§ Quoted passage:
(begin)

Well, 52mm is of course bad if I would get other lenses that dont have a 52mm filterthread, but so far all my lenses (18-55mm f/3.5-5.6 VR, 35mm f/1.8, 55-200mm f/4-5.6, all are AF-S DX G) have a 52mm filter thread, so I'm good.

Professionals get themselves a 82mm version and an adapter for any other filter size though. This way you dont have to buy any other filter sizes.





joaopsr said:


> Although I kind of agree with *tirediron*, in this particular case I would buy the cheapest I could get. IMHO, it makes no sense spending big bucks in a good filter to use with that kind of lens. The "bottleneck" here won't be the filter, but the lens itself. This doesn't mean he's wrong, though


Err we talk about Nikon kit lenses here. Yes they are plastic and dark, but optically they are very good.

If you stop it down to f/8 and keep the lens in the range 24-50mm, the 18-55mm is a very good lens. Same for the 18-105mm in the range 24-60mm.

A low quality filter though will kill any such potential. At very least it has to be glass.


----------



## joaopsr (Oct 4, 2012)

(end)

§ Material shown:
(begin)

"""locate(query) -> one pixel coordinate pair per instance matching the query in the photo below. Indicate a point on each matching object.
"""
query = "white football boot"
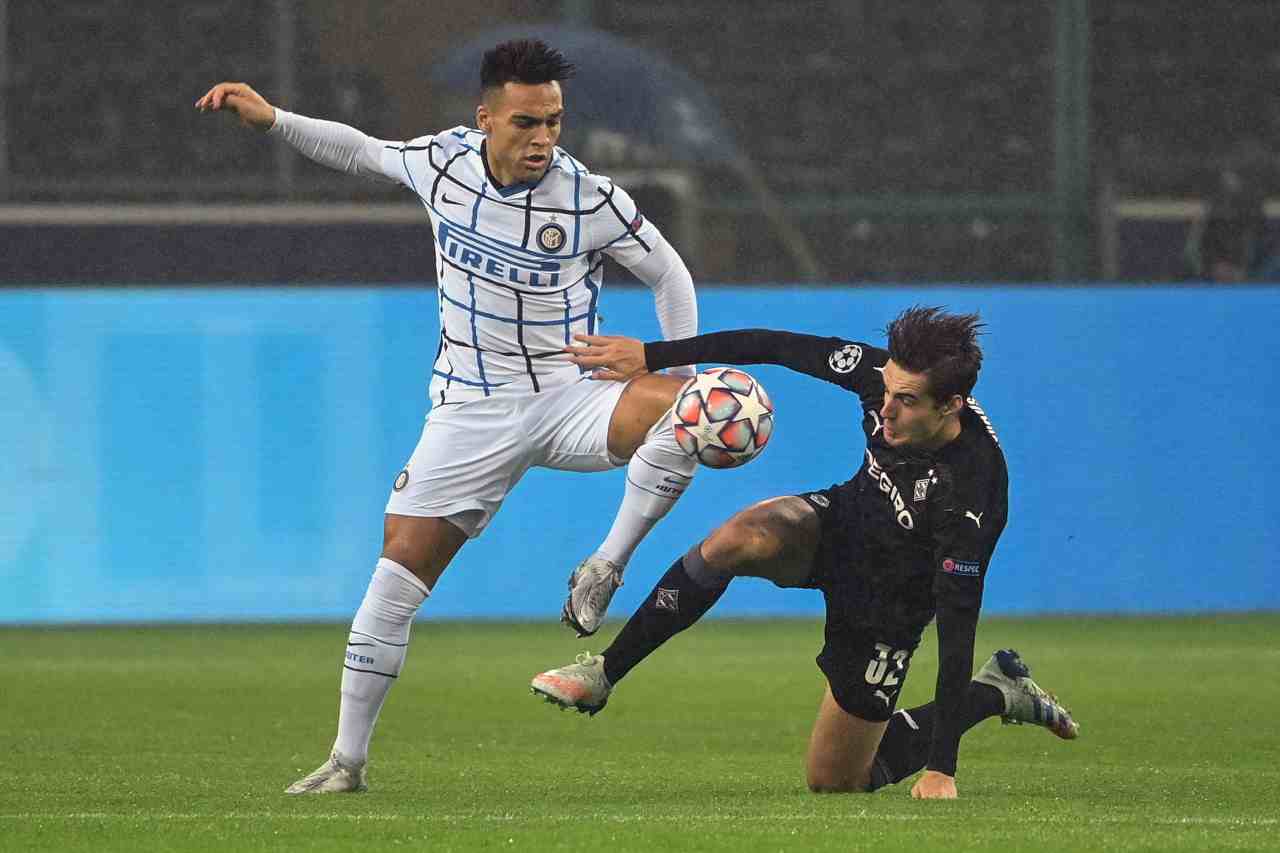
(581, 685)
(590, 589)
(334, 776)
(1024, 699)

(end)

§ Task requirements:
Continue the forum thread on camera lens filters from its last line. The items come from a separate source.

§ Reply:
I'm not "extreme" enough to say you guys are wrong, obviously 

I agree that cheap filters are crappy and deteriorate IQ. Nonetheless, I see no point on spending $200 on a filter for a kit lens. Especially if it's a "screw-in" filter with such a small diameter. (if I was to do that, I'd buy a 77mm one and a step-up ring)

And kit lenses (even Nikon's) are not "very good". They're acceptable. I know, since I've used Canon's 18-55, Nikon's 18-55 (and also an old 28-85 from film cameras) and Sony's 18-70. They're all more than enough for web-publishing and small prints, and not even close to enough for medium-to-large prints. And I'm not a pixel-peeper, far from it... My Sigma 18-35 is worst than any of the lenses I mentioned before, and I still use it! 

It's not that the filter won't make it worst, but I can assure you that a good lens with a $5 filter will give you better result than a kit lens with a $200 filter, and on a bad lens you won't see the result of a cheap filter (not in "real life", anyway).

But, as I said, I tend to agree with your principle... sometimes


----------



## Buckster (Oct 4, 2012)

cgipson1 said:


> joaopsr said:
> 
> 
> 
> ...


Let's test that "theory".

Kit lens + cheap Cokin filters (4 of them!!!) STACKED, including cheap Cokin ND filter, on a 5mp camera about 10 years ago:







Oh yeah, that's just horrible!!!  :er:


----------



## Dao (Oct 4, 2012)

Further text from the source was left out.